Problem description —
Please return each record exactly, leaving nothing out.

Stored data entries:
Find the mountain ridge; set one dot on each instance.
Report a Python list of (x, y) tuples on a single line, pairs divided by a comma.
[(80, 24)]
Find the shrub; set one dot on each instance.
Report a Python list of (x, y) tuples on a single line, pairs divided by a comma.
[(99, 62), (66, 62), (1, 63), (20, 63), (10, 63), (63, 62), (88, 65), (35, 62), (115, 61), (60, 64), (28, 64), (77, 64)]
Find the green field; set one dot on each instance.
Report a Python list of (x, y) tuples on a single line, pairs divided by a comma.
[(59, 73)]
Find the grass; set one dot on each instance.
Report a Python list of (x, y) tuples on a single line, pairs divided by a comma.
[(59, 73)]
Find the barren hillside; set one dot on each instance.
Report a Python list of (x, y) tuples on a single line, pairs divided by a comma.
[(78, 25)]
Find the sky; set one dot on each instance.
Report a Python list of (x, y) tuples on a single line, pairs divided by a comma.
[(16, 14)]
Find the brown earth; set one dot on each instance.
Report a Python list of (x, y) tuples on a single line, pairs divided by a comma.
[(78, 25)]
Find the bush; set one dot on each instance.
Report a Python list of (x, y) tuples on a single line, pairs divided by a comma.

Answer —
Find the mountain ridge; set one dot on each instance.
Report a Python list of (x, y) tuples on a single line, pairs divided by a comma.
[(80, 24)]
Find the shrub; set one dot on each instance.
Report a Python list of (x, y) tuples on a single line, pairs divided by a comma.
[(99, 62), (66, 62), (1, 63), (20, 63), (10, 63), (63, 62), (88, 65), (35, 62), (115, 61), (60, 64), (28, 64), (77, 64)]
Find the green field; set one dot on each instance.
Report a Python list of (x, y) tuples on a single line, pairs divided by a comma.
[(59, 73)]
Find the grass; set one dot on each instance.
Report a Python list of (x, y) tuples on a single line, pairs divided by a comma.
[(59, 73)]
Find the barren hillside; set one dot on each instance.
Report a Python list of (x, y) tuples on a single line, pairs divided by a comma.
[(78, 25)]
Find the sky; set one dot on each instance.
Report a Python list of (x, y) tuples on a single line, pairs divided by a comma.
[(16, 14)]
Find the brown earth; set one dot on each instance.
Report a Python list of (x, y) tuples on a single line, pairs divided by a comma.
[(78, 25)]
Find the bush; set one dot on each instance.
Report a Python list of (x, y) tuples on a single line, pairs divided by a comma.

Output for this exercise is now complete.